◆ **Work request**
Go through the material below, find each line with the word "scoreboard", and copy those lines.

*** Opening Exercise data ***

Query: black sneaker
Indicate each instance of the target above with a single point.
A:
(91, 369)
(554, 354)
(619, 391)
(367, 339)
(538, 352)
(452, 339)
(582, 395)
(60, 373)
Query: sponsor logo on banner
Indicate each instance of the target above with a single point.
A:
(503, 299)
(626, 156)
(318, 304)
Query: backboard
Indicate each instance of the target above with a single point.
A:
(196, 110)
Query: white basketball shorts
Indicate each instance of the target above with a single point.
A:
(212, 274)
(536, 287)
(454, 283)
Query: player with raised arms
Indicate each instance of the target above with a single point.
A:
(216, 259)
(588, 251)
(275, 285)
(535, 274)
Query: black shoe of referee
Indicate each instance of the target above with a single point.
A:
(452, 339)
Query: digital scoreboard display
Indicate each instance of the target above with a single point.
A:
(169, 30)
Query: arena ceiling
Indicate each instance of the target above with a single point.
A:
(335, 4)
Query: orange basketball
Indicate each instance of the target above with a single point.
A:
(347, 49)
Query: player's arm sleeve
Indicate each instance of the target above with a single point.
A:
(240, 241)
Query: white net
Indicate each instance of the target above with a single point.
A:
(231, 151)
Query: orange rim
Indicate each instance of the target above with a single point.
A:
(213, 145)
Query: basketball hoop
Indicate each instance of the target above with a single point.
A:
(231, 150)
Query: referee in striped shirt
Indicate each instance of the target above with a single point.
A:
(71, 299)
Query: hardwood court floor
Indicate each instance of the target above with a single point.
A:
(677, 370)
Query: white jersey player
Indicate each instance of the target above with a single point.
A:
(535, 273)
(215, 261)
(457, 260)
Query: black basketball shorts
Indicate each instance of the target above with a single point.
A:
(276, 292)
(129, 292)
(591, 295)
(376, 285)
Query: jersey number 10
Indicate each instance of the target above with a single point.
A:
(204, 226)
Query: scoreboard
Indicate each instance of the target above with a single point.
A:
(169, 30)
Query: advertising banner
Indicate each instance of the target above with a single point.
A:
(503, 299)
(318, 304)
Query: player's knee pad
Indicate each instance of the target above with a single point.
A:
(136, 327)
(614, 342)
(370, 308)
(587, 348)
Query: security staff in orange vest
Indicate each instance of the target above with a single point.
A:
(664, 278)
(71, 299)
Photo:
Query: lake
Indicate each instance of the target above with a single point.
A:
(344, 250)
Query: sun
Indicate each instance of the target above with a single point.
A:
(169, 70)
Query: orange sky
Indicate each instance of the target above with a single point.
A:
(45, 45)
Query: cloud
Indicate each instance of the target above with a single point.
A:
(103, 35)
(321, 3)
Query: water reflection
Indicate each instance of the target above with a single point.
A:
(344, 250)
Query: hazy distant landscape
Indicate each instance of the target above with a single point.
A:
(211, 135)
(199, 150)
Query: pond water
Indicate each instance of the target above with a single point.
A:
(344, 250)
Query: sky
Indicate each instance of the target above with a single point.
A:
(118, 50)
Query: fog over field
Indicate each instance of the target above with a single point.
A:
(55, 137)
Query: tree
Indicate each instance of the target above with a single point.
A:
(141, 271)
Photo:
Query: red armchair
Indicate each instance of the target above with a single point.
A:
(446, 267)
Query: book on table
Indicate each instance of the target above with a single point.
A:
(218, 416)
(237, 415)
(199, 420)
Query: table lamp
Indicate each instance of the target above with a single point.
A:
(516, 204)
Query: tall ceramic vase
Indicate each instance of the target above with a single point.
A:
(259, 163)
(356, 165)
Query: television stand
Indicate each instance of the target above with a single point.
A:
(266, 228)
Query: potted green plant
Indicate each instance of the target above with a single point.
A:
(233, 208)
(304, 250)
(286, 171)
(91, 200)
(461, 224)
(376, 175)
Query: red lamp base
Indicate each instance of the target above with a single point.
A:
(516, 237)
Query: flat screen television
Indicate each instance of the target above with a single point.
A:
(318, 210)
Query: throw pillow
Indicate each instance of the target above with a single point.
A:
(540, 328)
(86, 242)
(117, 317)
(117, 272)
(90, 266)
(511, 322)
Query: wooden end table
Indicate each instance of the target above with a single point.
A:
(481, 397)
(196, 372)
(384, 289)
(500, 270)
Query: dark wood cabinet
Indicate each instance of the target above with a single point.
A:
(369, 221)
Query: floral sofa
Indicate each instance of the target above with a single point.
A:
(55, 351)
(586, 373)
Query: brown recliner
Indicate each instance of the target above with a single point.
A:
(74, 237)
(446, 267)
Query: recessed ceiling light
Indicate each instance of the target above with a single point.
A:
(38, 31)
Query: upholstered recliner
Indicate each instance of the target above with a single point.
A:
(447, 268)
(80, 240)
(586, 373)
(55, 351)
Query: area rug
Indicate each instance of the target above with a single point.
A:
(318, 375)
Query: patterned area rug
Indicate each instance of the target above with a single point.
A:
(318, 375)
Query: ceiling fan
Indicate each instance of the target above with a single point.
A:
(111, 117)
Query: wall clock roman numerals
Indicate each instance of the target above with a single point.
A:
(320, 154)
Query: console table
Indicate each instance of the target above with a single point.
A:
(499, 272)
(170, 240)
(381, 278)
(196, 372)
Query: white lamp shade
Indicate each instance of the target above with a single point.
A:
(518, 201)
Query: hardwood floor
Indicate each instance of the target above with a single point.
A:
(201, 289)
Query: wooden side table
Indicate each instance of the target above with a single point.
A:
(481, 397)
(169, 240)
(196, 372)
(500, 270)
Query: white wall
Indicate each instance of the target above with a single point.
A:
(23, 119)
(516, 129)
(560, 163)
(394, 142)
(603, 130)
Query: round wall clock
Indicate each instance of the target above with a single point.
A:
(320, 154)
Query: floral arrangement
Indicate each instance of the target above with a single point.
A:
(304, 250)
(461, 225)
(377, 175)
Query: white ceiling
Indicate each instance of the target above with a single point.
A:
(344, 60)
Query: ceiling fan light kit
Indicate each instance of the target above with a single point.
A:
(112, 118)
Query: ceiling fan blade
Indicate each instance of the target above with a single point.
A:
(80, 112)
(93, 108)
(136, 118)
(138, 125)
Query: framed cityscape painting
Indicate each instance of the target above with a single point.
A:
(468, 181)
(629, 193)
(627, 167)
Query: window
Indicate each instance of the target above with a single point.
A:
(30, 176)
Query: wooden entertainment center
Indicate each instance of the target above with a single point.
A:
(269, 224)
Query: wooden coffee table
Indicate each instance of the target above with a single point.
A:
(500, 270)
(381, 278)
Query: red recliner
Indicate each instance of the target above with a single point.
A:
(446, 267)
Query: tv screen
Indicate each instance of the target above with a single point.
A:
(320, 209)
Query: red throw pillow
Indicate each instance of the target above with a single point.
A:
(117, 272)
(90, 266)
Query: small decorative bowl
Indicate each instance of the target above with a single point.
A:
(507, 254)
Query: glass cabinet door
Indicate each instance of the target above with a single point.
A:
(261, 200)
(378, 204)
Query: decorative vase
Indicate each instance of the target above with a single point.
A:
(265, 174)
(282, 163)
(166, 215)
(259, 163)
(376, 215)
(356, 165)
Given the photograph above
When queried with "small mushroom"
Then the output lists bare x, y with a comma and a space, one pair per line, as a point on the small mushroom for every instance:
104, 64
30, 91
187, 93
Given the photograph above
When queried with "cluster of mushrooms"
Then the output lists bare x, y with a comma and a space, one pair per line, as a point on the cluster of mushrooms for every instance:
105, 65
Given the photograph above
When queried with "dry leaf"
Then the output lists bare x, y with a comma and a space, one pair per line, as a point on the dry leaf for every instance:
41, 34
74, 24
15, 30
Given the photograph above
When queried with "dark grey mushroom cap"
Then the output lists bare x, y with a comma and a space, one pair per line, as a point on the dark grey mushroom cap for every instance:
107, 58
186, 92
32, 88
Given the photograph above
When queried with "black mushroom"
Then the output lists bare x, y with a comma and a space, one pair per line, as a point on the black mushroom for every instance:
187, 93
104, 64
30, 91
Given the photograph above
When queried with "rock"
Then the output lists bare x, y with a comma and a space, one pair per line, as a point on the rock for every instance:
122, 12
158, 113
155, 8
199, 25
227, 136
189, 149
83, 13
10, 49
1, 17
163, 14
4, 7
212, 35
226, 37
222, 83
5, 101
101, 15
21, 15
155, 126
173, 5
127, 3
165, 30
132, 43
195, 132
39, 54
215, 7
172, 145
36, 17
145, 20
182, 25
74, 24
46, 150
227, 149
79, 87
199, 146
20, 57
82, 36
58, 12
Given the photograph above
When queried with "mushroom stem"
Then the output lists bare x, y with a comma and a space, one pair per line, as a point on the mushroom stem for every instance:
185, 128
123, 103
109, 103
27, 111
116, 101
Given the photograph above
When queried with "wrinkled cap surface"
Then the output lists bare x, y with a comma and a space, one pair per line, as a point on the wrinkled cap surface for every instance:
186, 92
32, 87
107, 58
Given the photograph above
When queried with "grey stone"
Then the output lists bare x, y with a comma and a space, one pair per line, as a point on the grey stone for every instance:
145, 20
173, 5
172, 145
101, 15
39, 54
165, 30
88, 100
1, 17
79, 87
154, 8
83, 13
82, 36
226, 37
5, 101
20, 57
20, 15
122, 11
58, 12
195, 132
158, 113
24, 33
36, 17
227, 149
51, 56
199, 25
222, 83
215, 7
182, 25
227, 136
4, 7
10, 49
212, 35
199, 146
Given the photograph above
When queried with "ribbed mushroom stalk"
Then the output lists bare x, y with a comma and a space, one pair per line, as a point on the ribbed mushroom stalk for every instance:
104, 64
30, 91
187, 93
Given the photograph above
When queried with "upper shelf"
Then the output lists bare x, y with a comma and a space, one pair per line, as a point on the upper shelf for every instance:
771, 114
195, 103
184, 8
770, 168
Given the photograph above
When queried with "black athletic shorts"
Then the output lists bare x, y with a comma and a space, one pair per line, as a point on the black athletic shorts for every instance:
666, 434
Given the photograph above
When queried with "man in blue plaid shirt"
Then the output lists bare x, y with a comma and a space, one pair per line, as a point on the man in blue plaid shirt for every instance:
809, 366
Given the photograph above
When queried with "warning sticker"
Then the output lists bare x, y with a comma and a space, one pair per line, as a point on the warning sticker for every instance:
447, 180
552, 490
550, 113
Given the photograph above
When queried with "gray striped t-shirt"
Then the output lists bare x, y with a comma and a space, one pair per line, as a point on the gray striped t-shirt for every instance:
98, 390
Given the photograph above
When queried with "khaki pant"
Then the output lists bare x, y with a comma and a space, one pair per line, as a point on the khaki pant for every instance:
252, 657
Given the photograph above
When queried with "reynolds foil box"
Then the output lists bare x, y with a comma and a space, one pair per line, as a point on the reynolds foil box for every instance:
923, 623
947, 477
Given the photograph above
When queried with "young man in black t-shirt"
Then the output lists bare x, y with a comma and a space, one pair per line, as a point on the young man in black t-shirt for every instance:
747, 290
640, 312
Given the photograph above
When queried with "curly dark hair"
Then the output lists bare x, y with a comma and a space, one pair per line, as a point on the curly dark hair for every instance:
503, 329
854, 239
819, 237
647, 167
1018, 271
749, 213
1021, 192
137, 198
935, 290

*** Closing Exercise data ***

◆ **Result**
Query: digital scoreboard display
Query: scoreboard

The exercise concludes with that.